* WHAT YOU HAVE TO DO: Show all lines below holding the string "stone".
*****
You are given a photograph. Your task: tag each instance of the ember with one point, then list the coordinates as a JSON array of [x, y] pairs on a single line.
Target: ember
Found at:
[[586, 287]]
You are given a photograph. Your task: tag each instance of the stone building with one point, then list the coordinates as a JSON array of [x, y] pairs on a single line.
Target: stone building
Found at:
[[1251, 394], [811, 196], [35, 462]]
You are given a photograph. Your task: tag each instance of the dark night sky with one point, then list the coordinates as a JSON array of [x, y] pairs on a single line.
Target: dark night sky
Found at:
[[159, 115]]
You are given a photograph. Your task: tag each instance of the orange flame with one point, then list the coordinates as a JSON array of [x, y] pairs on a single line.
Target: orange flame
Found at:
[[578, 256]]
*****
* ANSWER TO THIS EXERCISE:
You are given a photograph. Your task: tag each instance of the stone building with one point, then list the coordinates as a JSON array of [x, y] pairs on a single line.
Target: stone building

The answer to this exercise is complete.